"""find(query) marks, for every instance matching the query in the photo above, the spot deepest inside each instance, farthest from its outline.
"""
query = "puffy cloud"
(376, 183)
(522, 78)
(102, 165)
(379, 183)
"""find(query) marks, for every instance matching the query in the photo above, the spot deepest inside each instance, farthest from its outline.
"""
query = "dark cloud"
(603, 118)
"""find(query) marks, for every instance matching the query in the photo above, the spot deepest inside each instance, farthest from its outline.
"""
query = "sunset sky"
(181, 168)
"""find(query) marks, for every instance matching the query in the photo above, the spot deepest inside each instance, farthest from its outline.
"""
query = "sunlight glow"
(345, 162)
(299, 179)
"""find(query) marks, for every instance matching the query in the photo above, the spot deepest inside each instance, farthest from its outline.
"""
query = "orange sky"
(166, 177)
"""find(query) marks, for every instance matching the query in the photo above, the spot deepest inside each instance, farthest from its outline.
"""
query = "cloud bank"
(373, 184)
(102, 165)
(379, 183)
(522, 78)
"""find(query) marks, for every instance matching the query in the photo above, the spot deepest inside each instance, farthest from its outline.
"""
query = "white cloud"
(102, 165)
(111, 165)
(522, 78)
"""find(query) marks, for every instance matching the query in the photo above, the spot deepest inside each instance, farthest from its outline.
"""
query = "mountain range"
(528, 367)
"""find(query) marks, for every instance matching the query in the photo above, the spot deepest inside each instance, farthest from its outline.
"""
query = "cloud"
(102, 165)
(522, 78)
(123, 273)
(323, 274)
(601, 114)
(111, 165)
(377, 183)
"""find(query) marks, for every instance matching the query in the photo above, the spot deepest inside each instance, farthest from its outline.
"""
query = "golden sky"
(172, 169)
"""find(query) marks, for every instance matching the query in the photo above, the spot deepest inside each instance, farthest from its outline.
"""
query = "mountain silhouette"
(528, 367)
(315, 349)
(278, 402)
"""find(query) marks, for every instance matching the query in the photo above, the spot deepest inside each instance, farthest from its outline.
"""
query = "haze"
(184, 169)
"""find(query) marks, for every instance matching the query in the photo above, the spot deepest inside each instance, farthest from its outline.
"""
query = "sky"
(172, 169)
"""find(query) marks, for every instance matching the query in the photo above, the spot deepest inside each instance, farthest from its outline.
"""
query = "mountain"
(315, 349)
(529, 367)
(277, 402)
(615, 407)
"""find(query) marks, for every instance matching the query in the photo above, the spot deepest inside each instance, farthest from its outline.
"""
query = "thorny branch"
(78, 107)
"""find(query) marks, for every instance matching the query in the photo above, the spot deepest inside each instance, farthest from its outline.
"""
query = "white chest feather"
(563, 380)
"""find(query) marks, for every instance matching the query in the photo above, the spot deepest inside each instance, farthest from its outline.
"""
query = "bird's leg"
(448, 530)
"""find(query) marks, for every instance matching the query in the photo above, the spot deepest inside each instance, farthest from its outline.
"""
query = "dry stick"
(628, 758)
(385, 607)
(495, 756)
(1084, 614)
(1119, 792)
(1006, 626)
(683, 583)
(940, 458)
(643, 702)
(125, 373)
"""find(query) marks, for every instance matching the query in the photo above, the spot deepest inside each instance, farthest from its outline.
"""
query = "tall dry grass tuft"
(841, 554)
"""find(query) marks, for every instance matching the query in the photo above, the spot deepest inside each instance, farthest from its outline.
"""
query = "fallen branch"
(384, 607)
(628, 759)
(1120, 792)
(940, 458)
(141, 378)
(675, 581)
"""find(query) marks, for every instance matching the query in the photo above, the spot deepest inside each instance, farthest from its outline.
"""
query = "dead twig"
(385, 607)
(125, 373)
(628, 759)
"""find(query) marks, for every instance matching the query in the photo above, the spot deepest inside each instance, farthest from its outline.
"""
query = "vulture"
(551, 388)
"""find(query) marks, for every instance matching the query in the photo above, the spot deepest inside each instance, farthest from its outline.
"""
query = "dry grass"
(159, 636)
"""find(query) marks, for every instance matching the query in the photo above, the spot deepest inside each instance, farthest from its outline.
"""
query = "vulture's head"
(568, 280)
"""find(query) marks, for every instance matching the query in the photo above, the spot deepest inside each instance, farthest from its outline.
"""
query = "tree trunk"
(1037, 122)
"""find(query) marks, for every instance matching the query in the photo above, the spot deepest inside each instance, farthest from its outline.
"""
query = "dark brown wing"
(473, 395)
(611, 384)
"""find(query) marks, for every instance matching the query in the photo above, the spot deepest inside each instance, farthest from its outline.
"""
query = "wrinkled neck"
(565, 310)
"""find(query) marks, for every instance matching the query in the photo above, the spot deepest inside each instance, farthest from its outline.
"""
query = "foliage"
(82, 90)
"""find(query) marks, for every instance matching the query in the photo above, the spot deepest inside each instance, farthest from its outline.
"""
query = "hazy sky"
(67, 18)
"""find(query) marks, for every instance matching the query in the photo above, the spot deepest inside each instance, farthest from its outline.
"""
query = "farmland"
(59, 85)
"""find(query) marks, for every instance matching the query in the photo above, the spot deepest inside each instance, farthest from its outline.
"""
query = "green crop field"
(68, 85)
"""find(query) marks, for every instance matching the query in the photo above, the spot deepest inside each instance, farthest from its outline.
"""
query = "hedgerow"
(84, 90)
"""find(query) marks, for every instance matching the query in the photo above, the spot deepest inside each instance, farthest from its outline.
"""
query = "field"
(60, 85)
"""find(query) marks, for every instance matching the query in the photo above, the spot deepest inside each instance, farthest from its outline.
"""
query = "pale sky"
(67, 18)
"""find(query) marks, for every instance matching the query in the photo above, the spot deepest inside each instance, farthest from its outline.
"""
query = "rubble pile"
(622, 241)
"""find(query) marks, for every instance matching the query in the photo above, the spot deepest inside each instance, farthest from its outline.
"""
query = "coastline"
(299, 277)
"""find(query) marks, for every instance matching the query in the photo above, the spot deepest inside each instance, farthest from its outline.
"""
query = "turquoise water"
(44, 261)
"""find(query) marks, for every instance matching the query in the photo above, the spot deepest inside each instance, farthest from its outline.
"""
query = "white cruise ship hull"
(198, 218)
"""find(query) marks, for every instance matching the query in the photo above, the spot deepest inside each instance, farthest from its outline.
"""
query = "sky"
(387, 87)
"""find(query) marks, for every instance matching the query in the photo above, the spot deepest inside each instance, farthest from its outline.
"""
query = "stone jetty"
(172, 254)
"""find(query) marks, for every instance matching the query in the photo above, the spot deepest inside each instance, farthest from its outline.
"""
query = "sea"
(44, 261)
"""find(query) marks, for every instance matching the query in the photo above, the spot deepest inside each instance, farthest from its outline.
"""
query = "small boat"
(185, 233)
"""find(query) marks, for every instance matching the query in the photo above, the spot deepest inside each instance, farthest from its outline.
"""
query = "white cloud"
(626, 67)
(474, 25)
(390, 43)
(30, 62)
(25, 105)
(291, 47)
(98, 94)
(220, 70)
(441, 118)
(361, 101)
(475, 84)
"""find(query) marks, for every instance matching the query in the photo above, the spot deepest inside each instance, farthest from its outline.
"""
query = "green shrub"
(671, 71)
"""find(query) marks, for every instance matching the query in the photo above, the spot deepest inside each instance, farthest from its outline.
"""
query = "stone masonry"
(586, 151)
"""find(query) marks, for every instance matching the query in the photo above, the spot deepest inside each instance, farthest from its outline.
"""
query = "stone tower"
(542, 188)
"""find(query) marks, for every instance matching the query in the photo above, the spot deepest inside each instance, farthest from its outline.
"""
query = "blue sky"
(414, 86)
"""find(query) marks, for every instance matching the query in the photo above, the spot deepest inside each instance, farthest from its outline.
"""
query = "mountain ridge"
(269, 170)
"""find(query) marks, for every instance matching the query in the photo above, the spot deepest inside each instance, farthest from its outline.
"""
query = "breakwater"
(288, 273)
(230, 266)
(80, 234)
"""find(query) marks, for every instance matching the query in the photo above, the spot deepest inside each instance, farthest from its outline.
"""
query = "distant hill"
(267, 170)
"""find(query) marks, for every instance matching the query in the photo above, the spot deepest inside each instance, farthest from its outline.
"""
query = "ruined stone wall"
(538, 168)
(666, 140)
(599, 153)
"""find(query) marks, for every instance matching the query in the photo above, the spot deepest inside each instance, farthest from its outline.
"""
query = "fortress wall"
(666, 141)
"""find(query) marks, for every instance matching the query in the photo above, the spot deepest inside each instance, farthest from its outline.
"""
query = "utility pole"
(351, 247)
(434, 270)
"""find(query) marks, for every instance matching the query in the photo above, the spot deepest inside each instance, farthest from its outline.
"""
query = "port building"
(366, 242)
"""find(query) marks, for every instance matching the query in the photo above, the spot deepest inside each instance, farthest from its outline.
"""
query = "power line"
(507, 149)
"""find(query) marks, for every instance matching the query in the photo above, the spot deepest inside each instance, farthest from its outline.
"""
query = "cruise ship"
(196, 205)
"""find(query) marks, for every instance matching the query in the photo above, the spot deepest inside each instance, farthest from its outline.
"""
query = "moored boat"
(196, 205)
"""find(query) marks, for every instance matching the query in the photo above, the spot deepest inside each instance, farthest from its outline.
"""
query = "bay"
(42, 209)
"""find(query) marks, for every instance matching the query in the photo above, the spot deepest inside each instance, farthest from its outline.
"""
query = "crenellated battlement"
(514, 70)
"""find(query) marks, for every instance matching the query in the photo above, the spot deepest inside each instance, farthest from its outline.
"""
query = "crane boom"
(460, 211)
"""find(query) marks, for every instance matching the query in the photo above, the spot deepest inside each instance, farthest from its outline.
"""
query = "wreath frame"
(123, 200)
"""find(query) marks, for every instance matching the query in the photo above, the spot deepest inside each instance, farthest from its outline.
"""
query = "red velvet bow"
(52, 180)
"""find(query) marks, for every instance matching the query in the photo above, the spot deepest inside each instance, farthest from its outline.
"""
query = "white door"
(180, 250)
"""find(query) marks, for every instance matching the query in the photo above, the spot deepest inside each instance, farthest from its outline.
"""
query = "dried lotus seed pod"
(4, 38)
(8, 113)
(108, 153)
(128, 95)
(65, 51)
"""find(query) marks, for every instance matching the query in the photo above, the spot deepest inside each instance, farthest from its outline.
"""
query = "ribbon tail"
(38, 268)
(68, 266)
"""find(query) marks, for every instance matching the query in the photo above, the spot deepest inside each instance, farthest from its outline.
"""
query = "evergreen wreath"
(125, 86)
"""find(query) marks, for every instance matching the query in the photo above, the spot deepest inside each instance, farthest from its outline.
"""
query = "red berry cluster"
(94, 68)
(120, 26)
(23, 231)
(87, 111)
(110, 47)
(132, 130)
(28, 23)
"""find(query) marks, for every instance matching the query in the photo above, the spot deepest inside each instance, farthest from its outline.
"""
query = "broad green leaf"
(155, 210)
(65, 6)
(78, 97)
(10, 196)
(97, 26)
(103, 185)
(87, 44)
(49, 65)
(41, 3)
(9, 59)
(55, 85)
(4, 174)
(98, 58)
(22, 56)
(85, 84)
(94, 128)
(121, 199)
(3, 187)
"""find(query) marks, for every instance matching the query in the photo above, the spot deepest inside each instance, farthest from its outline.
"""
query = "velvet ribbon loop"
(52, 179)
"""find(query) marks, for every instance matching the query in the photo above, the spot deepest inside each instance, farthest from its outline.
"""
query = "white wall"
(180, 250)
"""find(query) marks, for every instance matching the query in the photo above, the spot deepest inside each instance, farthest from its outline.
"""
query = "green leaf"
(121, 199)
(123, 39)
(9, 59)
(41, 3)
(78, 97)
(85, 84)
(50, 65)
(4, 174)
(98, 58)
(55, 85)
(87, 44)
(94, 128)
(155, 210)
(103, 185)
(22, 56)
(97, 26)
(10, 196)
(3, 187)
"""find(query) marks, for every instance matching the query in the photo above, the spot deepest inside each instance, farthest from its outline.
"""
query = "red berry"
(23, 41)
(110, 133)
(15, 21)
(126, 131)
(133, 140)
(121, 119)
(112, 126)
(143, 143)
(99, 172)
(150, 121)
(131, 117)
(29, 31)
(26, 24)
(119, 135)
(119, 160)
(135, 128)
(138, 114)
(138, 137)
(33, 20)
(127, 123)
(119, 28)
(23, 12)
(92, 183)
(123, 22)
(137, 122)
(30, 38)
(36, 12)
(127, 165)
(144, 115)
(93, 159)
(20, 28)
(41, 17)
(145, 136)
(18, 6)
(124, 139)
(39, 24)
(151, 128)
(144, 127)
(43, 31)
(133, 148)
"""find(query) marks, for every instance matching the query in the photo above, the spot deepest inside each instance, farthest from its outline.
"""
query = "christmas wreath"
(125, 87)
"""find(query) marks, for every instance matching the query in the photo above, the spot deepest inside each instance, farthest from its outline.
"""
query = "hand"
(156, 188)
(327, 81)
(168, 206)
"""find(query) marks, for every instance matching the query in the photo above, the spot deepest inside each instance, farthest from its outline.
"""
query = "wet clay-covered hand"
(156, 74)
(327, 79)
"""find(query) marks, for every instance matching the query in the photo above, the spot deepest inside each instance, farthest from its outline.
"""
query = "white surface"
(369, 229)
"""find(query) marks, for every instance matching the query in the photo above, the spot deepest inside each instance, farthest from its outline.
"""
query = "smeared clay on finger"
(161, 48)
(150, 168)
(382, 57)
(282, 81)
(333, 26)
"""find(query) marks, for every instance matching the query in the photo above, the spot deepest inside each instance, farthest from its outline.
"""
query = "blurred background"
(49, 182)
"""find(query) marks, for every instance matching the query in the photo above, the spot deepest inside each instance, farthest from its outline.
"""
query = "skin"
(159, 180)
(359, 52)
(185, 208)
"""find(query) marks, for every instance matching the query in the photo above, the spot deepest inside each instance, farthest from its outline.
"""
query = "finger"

----

GOAL:
Pull out every line of the records above that contains the word "finger", copying each line in full. Case matters.

REPLY TO THE EXERCISE:
query = "smeared clay on finger"
query = "finger"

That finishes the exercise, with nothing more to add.